#### [Point annotation dataset records]

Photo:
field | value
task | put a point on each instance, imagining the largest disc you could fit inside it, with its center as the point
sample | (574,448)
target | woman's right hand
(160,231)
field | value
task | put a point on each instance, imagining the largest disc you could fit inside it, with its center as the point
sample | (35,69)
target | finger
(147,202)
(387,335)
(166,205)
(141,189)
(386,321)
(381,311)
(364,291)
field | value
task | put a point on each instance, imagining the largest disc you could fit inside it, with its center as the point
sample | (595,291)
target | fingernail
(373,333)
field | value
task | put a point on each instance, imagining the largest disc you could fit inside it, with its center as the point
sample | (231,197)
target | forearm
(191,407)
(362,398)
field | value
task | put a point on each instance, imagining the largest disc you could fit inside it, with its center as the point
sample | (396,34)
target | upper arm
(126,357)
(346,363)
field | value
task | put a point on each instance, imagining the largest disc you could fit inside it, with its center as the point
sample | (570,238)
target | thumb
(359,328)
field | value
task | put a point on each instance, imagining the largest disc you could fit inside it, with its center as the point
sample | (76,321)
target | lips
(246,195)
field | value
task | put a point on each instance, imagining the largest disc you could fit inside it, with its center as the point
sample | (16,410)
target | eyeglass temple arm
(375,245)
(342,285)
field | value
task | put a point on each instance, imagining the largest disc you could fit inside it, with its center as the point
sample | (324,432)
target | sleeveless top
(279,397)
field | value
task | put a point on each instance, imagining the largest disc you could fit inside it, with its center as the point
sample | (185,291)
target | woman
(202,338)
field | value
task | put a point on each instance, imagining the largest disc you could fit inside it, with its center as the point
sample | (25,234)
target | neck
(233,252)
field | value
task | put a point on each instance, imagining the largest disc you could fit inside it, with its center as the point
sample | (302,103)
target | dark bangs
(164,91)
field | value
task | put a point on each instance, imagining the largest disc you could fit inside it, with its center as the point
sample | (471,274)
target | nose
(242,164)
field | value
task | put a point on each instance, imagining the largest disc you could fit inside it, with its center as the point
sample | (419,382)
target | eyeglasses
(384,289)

#### [Work to complete]
Repeat every record, exactly as written.

#### [Complete output]
Photo:
field | value
task | put a point on each instance, imagining the largest disc you could fit inside it, with its center as the point
sample | (574,448)
target | woman's right hand
(160,231)
field | value
task | put a point on each instance, imagining the largest disc you could fit inside it, with its center as the point
sample | (35,69)
target | finger
(147,202)
(387,335)
(166,205)
(141,189)
(386,321)
(381,311)
(364,291)
field | value
task | put a point on each instance, imagining the largest disc you could fit inside it, with its center as the point
sample | (595,291)
target | fingernail
(373,333)
field | value
task | put a point on each instance, imagining the largest disc you could fit inside it, with its center as the point
sample | (231,197)
target | forearm
(191,407)
(362,398)
field | value
task | put a point on each instance, imagining the largest disc you could fit inside it, with its center as the point
sample | (396,34)
target | upper arm
(126,357)
(346,363)
field | value
task | put a point on each instance, imagining the largest disc you could fit inside it, with its center as the point
sample | (570,238)
target | thumb
(359,328)
field | value
task | put a point on each instance, imagining the largest disc you could fit inside it, with its center as the point
sample | (76,321)
target | lips
(246,195)
field | value
task | put a point on each instance, imagining the largest disc you could fit inside it, with its center as the point
sample | (16,410)
target | eyeglass temple arm
(375,245)
(342,285)
field | value
task | put a point on each instance, imagining the largest disc you could fit inside it, with its center as the point
sample | (324,432)
target | sleeveless top
(279,397)
field | value
task | put a point on each instance, imagining the largest disc you could fit inside it, with its center as the point
sample | (185,291)
target | woman
(202,338)
field | value
task | put a point on each instance, imagining the largest disc you could fit inside it, with its center as the point
sample | (25,234)
target | neck
(233,252)
field | value
task | put a point on each instance, imagining the largest disc you could fit inside it, with its center as the point
sample | (302,103)
target | dark bangs
(164,91)
field | value
task | put a point on each instance, imagining the largest disc you could fit inside it, with its center as the point
sample | (471,274)
target | nose
(242,164)
field | value
task | put a point on each instance, imagining the largest disc you could fit inside it, with its center as the point
sample | (419,382)
target | eyeglasses
(384,289)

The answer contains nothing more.